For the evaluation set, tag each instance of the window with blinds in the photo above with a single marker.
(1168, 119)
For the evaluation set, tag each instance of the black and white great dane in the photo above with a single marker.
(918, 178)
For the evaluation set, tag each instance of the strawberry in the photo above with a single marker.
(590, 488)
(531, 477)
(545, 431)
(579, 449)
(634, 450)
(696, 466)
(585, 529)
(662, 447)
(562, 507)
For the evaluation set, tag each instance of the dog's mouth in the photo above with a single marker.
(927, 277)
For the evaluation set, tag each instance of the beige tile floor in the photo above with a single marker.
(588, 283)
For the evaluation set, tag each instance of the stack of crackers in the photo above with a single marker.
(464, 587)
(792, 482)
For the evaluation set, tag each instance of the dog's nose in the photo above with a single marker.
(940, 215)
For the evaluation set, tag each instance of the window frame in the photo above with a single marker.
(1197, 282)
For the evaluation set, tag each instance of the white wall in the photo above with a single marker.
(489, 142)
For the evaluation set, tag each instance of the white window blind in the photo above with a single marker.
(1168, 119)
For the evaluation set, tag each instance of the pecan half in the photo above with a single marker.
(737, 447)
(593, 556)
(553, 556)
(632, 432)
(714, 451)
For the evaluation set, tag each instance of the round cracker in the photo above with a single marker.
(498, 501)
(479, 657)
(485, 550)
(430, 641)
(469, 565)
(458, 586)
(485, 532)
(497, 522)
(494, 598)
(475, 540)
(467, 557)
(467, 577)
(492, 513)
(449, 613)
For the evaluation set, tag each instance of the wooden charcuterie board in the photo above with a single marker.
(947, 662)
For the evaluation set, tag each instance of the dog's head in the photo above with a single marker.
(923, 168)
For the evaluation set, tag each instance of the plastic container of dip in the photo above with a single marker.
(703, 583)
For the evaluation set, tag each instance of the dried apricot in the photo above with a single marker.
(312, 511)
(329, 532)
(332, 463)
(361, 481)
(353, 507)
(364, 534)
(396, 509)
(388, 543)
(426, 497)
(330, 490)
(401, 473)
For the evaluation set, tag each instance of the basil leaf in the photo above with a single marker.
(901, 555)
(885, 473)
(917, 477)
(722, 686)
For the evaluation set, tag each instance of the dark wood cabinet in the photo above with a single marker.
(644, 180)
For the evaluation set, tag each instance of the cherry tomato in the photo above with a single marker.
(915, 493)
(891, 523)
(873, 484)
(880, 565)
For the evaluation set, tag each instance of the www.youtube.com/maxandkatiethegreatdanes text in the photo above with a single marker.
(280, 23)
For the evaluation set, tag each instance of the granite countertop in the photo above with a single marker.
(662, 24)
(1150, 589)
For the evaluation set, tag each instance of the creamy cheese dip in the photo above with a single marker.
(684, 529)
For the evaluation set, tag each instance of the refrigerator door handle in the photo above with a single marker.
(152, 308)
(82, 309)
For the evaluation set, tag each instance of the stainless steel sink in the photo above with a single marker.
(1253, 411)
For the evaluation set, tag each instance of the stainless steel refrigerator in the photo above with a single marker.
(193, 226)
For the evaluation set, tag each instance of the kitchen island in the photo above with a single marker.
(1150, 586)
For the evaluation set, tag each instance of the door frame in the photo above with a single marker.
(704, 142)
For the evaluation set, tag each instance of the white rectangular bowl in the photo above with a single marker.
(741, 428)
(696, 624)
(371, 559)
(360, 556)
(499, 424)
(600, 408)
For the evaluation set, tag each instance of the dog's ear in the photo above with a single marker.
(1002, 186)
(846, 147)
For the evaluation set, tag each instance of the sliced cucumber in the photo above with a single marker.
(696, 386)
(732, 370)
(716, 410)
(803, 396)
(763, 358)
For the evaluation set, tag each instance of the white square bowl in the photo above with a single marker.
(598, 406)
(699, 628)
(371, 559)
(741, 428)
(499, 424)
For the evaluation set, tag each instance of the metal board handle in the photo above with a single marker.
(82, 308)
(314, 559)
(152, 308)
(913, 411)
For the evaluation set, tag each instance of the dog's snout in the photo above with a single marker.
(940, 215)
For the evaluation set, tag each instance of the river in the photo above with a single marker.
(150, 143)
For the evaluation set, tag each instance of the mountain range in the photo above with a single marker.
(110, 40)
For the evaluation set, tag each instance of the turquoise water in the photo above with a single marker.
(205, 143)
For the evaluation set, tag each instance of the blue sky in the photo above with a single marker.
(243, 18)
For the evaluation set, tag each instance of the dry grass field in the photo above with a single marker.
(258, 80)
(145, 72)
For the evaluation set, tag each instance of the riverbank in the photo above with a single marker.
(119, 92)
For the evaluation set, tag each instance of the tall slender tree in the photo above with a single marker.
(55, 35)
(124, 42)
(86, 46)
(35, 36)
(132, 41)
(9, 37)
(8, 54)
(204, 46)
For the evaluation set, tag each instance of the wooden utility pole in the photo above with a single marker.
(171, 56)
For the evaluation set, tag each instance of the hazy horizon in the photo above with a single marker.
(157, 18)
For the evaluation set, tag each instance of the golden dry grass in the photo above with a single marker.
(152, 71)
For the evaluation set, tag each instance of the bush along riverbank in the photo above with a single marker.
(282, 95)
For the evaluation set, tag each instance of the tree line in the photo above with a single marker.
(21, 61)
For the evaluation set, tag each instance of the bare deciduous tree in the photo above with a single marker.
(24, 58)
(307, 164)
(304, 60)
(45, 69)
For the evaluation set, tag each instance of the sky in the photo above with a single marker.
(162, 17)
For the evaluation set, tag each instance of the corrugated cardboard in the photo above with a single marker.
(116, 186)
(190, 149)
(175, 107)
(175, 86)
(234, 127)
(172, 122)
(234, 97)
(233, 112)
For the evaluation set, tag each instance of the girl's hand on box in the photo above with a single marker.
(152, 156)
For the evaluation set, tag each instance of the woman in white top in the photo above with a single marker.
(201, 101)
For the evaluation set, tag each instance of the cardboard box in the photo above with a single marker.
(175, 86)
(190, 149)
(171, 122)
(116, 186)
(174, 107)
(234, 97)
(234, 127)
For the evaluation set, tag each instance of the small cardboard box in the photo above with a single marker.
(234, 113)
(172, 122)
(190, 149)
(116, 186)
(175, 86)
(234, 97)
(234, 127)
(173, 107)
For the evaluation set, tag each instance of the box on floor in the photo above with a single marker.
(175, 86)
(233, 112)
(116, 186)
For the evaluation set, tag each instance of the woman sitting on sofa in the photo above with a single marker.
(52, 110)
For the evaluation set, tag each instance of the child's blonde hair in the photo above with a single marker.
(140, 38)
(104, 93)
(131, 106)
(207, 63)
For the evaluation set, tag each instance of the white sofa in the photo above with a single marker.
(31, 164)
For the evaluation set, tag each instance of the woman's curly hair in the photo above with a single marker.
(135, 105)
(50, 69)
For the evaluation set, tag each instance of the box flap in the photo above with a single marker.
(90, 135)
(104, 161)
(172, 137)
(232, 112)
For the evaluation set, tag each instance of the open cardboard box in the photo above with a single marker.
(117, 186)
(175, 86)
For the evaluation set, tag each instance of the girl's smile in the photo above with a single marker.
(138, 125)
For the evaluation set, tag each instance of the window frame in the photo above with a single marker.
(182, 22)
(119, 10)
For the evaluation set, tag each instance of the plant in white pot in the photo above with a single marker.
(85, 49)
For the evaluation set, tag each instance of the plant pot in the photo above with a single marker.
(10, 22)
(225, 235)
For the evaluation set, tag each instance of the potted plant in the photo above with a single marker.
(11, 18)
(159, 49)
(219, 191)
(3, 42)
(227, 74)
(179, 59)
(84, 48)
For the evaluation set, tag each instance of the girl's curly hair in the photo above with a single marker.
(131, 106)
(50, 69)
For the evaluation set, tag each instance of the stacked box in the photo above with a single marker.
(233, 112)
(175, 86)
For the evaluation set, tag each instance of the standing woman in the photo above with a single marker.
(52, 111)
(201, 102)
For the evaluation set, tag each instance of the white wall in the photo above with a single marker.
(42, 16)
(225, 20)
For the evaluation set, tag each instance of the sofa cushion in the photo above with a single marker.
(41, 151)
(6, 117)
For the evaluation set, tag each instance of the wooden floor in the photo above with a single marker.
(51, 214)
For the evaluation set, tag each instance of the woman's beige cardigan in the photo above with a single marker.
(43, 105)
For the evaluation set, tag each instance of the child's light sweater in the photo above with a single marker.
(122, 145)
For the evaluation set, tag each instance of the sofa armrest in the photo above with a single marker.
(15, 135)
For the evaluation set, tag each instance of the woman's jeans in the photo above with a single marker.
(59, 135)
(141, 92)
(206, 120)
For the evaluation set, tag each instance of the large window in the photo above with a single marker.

################

◆ **WRITTEN TASK**:
Take the lines from the one containing "For the evaluation set, tag each instance of the plant in" to the last line of the material above and write them out exactly.

◆ **TASK OUTPUT**:
For the evaluation set, tag each instance of the plant in white pot in the photo above with a single marker.
(85, 49)
For the evaluation set, tag each instance of the plant pot in the photo above with a single marker.
(10, 22)
(225, 235)
For the evaluation set, tag each instance of the potted plant in the photo above with a single marker.
(11, 18)
(159, 49)
(219, 191)
(3, 42)
(227, 74)
(179, 59)
(84, 48)
For the evaluation set, tag each instance of the girl's curly hair in the photo above with a single marker.
(131, 106)
(50, 69)
For the evaluation set, tag each instance of the stacked box in the photo above with a single marker.
(233, 112)
(175, 86)
For the evaluation set, tag each instance of the standing woman in the photo above with a single marker.
(52, 111)
(201, 102)
For the evaluation set, tag each instance of the white wall in the photo above with a single marker.
(42, 16)
(225, 20)
For the evaluation set, tag each instance of the sofa cushion in the photo above with a single marker.
(41, 151)
(6, 117)
For the evaluation set, tag each instance of the wooden floor in the photo above with a single marker.
(51, 214)
For the evaluation set, tag each instance of the woman's beige cardigan in the photo above with a single marker.
(43, 105)
For the evaluation set, tag each instance of the child's light sweater in the photo above with a single marker.
(122, 145)
For the evaluation set, tag each instance of the sofa armrest in the photo above with a single marker.
(15, 135)
For the evaluation set, tag each instance of the woman's jeans in the photo above with a single marker.
(59, 135)
(141, 92)
(206, 120)
For the evaluation set, tag each instance of the large window in the photo above with a single marker.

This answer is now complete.